● Exercise prompt
Print all records exactly, leaving nothing out.

● Material for this exercise
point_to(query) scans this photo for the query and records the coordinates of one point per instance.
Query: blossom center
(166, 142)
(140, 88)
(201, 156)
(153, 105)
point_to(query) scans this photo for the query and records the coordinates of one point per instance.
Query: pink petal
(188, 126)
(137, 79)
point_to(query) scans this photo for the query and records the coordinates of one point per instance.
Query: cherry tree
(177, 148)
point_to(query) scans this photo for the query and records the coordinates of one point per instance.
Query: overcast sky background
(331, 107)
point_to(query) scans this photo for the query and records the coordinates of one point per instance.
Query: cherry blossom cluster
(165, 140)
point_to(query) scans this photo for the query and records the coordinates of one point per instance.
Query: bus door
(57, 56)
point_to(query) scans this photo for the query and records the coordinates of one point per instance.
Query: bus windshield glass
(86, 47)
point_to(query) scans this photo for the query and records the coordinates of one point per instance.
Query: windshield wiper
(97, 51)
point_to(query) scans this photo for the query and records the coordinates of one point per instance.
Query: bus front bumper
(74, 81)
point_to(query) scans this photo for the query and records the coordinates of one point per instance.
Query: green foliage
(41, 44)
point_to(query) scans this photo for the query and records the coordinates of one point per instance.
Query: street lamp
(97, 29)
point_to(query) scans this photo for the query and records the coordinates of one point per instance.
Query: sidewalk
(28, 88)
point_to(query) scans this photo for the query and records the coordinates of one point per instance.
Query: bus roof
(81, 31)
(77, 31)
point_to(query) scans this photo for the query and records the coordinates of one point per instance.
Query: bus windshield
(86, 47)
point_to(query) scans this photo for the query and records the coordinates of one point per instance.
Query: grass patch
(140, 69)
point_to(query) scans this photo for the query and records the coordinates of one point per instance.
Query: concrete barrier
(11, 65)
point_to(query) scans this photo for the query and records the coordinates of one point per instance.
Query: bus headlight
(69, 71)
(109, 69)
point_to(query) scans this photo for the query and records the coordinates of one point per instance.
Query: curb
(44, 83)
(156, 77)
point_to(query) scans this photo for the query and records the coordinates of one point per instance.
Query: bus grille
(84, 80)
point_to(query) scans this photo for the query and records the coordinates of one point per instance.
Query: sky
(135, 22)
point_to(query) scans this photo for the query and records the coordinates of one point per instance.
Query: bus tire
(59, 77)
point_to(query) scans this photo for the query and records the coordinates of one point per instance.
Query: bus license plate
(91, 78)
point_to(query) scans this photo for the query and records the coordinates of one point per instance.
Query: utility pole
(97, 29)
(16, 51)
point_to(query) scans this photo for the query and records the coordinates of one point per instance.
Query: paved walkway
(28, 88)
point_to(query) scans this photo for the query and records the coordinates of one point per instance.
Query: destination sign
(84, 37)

● Exercise response
point_to(query) scans this photo for the query and records the coordinates of one point per instance.
Query: blossom center
(166, 142)
(140, 88)
(201, 156)
(153, 105)
point_to(query) scans this photo for the query and records the coordinates of one point per instance.
Query: pink petal
(188, 126)
(137, 79)
point_to(query) scans this photo for the query and records the coordinates of one point per instance.
Query: cherry tree
(177, 148)
point_to(query) scans this photo for the query and records the coordinates of one point per instance.
Query: overcast sky background
(331, 107)
point_to(query) scans this photo for the query and records the coordinates of one point per instance.
Query: cherry blossom cluster
(165, 140)
point_to(query) scans this photo for the query and records the coordinates of one point per instance.
Query: bus door
(57, 56)
point_to(query) scans this photo for the query and records the coordinates of one point per instance.
Query: bus windshield glass
(86, 47)
point_to(query) scans this photo for the query and records the coordinates of one point per instance.
Query: windshield wiper
(97, 51)
point_to(query) scans this photo for the query and records the coordinates of one point per instance.
Query: bus front bumper
(74, 81)
point_to(query) scans this photo for the query and records the coordinates of one point per instance.
Query: green foliage
(41, 44)
point_to(query) scans this photo for the query and records the coordinates of one point per instance.
Query: street lamp
(97, 29)
point_to(query) scans this photo for the query and records the coordinates of one point per instance.
Query: sidewalk
(28, 88)
point_to(query) scans this photo for the query and records the coordinates of one point per instance.
Query: bus roof
(81, 31)
(77, 31)
point_to(query) scans this photo for the query and records the coordinates of one point per instance.
Query: bus windshield
(86, 47)
point_to(query) scans this photo for the query and records the coordinates of one point per instance.
Query: grass patch
(140, 69)
point_to(query) scans this photo for the query and records the coordinates of one point per instance.
Query: concrete barrier
(11, 65)
point_to(query) scans this photo for the query and records the coordinates of one point per instance.
Query: bus headlight
(69, 71)
(109, 69)
point_to(query) scans this photo for the query and records the coordinates of one point per instance.
Query: curb
(44, 83)
(156, 77)
point_to(query) scans this photo for the query and records the coordinates of one point per instance.
Query: bus grille
(84, 80)
point_to(query) scans this photo for the query and records the coordinates of one point per instance.
Query: sky
(135, 22)
point_to(query) scans this photo for the query and records the coordinates of one point per instance.
Query: bus tire
(59, 77)
point_to(query) scans this photo for the query and records the coordinates of one point per instance.
Query: bus license plate
(91, 78)
point_to(query) scans this photo for the query and records the coordinates of one point per instance.
Query: utility pole
(97, 29)
(16, 51)
point_to(query) scans this photo for the query and records the coordinates of one point per instance.
Query: paved walkway
(28, 88)
point_to(query) scans this photo for the query and records the coordinates of one point per instance.
Query: destination sign
(84, 37)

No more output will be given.